• Your instructions: The data follows this line. Copy verbatim the line with "grassy bank on this basis." and each line after it to the end.

• Records for this exercise:
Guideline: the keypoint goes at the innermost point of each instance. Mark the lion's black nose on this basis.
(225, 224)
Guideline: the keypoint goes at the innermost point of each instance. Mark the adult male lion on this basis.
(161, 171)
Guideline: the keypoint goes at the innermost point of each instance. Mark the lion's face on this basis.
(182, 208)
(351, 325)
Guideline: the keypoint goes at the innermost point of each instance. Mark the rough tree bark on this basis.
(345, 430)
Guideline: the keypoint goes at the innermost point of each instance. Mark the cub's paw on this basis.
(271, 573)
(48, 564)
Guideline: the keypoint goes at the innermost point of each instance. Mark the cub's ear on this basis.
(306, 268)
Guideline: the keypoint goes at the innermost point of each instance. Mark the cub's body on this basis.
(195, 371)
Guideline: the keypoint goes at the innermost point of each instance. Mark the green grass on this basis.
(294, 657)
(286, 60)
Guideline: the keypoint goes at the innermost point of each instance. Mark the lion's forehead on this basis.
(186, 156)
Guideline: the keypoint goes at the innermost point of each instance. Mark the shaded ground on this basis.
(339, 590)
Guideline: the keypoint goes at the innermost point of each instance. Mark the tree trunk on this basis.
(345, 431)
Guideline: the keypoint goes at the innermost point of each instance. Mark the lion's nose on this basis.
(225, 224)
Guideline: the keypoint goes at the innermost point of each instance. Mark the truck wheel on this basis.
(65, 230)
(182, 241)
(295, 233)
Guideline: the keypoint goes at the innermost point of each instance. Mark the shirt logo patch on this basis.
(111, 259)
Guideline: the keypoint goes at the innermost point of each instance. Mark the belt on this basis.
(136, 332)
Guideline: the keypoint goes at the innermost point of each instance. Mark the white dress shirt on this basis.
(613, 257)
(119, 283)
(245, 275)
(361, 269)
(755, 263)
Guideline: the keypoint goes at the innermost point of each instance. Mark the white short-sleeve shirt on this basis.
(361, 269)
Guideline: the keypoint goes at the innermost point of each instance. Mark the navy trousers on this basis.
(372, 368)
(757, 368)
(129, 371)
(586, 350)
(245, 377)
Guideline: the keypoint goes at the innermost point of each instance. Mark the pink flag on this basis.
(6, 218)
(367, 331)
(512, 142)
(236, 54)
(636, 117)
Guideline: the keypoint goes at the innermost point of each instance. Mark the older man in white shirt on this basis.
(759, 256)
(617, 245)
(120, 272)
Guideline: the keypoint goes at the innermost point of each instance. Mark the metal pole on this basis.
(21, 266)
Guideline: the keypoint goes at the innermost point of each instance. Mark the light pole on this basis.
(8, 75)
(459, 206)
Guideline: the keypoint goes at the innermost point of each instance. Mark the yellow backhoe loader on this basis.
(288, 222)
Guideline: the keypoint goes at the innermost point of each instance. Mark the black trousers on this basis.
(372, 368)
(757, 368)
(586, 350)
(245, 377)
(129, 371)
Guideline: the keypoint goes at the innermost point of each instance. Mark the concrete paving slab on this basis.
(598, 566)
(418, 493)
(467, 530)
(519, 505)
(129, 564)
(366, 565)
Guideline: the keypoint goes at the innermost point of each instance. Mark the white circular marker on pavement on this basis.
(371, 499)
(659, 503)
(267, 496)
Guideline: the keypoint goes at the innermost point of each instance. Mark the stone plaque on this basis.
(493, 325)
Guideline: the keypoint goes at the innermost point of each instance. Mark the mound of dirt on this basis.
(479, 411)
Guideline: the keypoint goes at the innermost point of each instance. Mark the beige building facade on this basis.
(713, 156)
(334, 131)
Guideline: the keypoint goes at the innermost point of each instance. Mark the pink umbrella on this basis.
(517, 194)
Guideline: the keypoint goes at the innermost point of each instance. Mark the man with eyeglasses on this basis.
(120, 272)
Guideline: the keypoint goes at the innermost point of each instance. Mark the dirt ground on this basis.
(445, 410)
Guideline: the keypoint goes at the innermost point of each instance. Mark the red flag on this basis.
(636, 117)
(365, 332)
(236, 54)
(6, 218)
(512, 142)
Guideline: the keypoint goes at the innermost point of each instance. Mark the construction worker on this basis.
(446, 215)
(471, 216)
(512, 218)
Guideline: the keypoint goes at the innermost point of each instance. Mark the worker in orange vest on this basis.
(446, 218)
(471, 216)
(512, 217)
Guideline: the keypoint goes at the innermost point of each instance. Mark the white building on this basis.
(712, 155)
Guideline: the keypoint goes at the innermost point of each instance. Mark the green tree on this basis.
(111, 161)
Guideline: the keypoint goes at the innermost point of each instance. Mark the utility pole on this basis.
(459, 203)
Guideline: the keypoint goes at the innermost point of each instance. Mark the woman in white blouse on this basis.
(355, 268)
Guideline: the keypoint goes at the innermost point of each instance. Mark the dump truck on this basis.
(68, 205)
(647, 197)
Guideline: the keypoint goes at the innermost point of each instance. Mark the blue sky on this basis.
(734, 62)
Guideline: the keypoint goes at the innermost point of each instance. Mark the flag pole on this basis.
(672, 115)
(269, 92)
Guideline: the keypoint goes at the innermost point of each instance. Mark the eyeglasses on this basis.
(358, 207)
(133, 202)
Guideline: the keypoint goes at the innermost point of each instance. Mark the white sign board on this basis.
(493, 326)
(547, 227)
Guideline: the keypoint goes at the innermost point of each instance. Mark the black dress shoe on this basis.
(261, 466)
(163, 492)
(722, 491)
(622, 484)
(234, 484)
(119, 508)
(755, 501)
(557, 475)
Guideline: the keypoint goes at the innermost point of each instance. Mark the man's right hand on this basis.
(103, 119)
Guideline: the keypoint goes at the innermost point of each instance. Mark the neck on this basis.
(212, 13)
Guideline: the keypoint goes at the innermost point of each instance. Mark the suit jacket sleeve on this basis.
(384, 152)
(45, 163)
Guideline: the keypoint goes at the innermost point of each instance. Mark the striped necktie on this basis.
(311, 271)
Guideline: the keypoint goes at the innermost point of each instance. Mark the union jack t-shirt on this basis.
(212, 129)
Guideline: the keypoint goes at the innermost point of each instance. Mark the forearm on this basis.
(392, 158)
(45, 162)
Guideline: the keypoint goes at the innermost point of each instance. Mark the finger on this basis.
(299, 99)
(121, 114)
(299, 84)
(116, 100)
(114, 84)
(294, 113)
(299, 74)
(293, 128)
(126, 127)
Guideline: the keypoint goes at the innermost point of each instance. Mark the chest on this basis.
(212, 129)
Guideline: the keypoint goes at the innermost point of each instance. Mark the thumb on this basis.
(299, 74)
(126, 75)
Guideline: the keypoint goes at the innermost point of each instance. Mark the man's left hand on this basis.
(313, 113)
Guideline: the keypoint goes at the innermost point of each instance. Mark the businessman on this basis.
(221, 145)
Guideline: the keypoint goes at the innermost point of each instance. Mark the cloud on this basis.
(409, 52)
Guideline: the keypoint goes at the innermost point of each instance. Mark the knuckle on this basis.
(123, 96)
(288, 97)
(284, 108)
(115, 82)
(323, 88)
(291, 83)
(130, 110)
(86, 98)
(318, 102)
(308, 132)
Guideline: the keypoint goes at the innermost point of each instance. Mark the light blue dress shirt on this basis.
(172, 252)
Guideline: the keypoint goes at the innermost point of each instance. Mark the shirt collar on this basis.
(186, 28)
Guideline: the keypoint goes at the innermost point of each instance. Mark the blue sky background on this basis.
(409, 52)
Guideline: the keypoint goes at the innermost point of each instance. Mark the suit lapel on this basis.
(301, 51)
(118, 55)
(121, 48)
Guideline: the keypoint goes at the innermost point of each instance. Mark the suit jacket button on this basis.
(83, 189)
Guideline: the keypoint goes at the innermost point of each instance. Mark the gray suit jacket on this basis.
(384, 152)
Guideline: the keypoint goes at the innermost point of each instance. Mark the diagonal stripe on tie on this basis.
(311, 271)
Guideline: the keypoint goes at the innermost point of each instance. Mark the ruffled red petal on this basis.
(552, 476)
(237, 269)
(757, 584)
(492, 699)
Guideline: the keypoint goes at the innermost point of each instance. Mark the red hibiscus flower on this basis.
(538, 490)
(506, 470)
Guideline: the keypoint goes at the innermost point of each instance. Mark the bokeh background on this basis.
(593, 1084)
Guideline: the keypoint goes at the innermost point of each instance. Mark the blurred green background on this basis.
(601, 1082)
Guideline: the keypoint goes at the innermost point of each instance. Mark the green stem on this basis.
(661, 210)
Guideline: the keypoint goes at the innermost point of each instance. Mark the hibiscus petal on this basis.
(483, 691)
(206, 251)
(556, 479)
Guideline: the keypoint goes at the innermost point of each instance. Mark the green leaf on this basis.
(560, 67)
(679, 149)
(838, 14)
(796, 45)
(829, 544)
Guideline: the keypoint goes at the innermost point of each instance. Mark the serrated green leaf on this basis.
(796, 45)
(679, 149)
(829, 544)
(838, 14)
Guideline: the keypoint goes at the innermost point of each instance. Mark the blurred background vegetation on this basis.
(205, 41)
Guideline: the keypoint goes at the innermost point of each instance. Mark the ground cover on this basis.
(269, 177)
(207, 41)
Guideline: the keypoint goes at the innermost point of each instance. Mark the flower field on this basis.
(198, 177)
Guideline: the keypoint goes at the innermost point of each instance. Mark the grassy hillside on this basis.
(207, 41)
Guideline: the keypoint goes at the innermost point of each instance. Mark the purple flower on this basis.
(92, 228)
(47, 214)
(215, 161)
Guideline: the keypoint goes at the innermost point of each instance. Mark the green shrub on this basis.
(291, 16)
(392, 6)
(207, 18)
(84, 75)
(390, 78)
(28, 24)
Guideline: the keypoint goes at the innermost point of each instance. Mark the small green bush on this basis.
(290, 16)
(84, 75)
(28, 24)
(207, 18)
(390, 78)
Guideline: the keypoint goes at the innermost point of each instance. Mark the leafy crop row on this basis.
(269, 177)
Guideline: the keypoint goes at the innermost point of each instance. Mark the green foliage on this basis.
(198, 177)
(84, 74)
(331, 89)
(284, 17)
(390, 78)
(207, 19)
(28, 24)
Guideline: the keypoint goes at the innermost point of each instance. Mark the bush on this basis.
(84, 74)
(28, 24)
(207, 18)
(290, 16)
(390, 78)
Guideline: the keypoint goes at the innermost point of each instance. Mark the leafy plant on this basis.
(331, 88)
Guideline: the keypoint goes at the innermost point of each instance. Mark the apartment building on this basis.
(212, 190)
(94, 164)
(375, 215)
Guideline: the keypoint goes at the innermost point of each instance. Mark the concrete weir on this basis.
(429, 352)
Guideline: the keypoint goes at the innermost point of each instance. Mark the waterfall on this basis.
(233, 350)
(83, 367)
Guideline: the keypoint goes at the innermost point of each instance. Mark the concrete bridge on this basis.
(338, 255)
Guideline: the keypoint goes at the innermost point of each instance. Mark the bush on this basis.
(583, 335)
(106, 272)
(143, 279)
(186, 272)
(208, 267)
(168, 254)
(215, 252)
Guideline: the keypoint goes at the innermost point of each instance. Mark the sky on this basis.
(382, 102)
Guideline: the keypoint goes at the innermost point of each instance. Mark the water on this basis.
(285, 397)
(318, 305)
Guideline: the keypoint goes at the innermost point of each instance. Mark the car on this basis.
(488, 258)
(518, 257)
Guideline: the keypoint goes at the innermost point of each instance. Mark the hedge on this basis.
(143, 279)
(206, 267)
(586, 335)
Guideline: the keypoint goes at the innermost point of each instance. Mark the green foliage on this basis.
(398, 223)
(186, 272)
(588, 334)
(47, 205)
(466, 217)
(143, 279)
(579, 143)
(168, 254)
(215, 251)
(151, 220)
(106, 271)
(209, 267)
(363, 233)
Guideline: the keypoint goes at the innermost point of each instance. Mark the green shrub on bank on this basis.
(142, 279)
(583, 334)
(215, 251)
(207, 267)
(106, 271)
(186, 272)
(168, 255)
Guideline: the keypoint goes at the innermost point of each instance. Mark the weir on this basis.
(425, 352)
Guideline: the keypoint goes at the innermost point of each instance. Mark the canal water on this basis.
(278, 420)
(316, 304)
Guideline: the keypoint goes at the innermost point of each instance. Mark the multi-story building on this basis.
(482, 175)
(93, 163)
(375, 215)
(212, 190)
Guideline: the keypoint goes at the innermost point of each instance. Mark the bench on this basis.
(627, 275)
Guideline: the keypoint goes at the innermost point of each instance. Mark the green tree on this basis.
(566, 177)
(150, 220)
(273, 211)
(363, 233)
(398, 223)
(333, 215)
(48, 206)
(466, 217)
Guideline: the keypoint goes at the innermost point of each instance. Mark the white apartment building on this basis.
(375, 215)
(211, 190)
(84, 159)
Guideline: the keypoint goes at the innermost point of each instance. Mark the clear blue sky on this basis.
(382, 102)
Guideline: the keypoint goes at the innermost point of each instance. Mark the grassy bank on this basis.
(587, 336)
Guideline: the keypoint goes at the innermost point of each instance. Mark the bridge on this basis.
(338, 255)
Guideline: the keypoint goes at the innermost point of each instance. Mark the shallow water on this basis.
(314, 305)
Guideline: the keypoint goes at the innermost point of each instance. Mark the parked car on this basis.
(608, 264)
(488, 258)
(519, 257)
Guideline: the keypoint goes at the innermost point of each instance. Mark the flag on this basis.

• Solution to the problem:
Guideline: the keypoint goes at the innermost point of each instance. Mark the grassy bank on this basis.
(587, 336)
Guideline: the keypoint goes at the innermost point of each instance. Mark the bridge on this basis.
(338, 255)
Guideline: the keypoint goes at the innermost point of each instance. Mark the shallow water on this basis.
(314, 305)
Guideline: the keypoint goes at the innermost point of each instance. Mark the parked car on this basis.
(608, 264)
(488, 258)
(519, 257)
Guideline: the keypoint goes at the innermost point of each instance. Mark the flag on this basis.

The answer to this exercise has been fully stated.